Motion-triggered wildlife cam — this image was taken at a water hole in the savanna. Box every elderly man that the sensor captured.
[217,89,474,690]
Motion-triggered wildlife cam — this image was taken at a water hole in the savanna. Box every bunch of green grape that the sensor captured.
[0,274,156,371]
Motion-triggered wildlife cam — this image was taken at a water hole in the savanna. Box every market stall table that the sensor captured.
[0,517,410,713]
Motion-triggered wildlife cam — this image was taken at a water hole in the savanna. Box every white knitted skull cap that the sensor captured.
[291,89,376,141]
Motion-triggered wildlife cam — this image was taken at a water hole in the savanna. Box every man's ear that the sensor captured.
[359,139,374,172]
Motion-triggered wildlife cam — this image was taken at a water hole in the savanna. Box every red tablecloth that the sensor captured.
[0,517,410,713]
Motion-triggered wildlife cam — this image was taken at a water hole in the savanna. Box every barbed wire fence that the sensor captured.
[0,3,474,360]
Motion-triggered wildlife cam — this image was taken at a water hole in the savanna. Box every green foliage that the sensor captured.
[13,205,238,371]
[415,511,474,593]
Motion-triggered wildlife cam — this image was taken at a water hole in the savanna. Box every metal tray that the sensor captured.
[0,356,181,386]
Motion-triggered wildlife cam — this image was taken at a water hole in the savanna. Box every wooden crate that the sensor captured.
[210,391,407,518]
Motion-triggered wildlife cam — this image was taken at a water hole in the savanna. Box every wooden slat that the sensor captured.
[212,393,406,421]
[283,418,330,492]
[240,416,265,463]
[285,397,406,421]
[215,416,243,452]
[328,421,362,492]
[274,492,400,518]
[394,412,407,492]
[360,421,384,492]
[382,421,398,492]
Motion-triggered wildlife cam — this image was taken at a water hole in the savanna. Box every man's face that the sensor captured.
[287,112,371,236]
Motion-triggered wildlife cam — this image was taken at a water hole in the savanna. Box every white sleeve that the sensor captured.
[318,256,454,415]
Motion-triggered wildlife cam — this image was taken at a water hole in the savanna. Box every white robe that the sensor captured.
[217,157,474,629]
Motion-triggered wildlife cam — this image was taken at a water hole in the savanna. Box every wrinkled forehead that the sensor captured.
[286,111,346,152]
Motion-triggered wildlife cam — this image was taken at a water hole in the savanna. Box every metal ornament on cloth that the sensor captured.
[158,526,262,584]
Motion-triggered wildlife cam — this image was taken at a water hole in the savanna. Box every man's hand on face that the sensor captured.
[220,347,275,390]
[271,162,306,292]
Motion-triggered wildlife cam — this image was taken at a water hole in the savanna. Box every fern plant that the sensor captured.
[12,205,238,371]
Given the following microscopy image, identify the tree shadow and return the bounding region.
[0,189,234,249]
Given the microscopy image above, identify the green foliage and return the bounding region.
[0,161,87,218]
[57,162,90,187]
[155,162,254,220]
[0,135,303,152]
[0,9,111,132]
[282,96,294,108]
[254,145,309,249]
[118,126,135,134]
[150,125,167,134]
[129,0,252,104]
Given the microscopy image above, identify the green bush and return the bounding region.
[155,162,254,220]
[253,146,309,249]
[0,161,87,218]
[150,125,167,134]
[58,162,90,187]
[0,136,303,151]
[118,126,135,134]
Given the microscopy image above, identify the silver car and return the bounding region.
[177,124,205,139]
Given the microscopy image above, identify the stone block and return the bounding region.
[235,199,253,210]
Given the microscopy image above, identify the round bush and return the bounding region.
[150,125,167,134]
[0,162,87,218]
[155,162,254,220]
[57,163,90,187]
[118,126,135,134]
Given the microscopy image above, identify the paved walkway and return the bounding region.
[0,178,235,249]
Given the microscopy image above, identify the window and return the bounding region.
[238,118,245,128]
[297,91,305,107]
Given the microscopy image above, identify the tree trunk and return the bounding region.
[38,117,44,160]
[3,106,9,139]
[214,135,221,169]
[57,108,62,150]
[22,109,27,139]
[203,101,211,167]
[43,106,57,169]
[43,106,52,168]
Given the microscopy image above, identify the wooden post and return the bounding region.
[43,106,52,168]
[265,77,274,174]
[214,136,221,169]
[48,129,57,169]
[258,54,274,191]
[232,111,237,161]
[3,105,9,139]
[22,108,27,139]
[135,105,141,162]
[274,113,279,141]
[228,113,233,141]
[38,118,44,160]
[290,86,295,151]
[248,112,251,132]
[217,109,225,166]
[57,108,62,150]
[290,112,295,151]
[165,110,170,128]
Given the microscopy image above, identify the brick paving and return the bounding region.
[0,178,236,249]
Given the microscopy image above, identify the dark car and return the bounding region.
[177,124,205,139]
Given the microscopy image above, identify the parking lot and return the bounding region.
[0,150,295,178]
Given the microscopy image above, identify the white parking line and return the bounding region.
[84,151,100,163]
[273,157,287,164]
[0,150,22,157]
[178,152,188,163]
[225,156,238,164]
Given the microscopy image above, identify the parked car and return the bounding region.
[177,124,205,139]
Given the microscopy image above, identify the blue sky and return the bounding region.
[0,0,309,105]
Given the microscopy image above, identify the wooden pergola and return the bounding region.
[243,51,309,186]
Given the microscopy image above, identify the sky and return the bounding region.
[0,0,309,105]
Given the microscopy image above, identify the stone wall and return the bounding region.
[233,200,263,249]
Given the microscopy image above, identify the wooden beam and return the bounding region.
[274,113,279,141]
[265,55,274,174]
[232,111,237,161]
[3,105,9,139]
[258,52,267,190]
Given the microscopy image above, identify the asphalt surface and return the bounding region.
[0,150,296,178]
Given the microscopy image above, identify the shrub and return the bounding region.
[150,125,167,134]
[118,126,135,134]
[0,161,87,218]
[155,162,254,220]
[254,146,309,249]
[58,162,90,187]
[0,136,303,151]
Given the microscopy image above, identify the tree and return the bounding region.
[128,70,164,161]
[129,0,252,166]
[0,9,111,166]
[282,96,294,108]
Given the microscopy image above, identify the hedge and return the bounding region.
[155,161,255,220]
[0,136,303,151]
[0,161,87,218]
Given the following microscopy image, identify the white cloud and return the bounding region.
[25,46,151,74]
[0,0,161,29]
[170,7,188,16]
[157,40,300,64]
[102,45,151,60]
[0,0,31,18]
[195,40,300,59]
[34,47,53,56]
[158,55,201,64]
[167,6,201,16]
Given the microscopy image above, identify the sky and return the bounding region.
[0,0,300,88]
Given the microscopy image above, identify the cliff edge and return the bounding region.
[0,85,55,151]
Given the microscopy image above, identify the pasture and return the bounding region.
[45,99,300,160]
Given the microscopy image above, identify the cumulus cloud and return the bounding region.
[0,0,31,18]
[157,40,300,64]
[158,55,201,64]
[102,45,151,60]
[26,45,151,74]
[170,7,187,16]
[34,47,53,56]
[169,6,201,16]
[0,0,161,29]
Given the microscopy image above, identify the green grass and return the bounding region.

=======

Copy the listing above word for word, from its start through the line containing "[0,3,474,360]".

(Reply to the exercise):
Motion-triggered wildlife cam — this image was taken at a water hole in the savanna. Box every elderly man that the sensor captured.
[217,89,474,690]
Motion-triggered wildlife cam — this image was taken at a water hole in the savanna. Box every bunch of green grape that the sensor captured.
[0,274,156,371]
Motion-triggered wildlife cam — this image was taken at a water hole in the savanna. Box every market stall table that the sensor captured.
[0,517,410,713]
Motion-triggered wildlife cam — this image was taken at a water hole in the savanna. Box every white knitted skull cap that the sensor captured.
[291,89,376,141]
Motion-triggered wildlife cam — this image was taken at a water hole in the savanna. Box every man's ear that the sensor captured.
[359,139,374,172]
Motion-triggered wildlife cam — this image was taken at a water hole in the savanna. Box every red tablecloth that the sensor captured.
[0,517,410,713]
Motion-triggered wildlife cam — this image was taken at a water hole in the savanna. Box every barbed wire fence that the sensor captured.
[0,3,474,360]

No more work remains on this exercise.